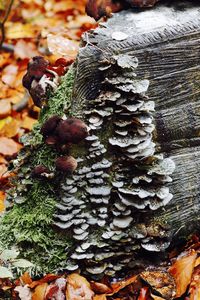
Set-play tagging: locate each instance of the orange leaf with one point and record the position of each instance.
(143, 293)
(47, 278)
(28, 123)
(2, 198)
(100, 297)
(10, 129)
(195, 285)
(78, 288)
(122, 284)
(182, 271)
(8, 146)
(100, 288)
(40, 291)
(26, 279)
(3, 171)
(20, 30)
(5, 108)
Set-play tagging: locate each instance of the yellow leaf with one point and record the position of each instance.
(2, 204)
(8, 146)
(78, 288)
(40, 291)
(182, 271)
(100, 297)
(28, 123)
(20, 30)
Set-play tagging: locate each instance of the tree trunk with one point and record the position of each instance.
(137, 86)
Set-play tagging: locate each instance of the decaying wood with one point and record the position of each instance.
(165, 41)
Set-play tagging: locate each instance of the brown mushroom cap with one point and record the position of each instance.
(50, 125)
(66, 164)
(72, 131)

------------------------------

**What you should do**
Every line from the one containing "Set-play tagging: locate each instance of the brown" through the last line of the entries must be written out verbatim, and no other line.

**Answer for this exercise**
Set-play tagging: locate each instance of the brown mushroom cap with one point and record the position of each instance.
(50, 125)
(66, 164)
(72, 131)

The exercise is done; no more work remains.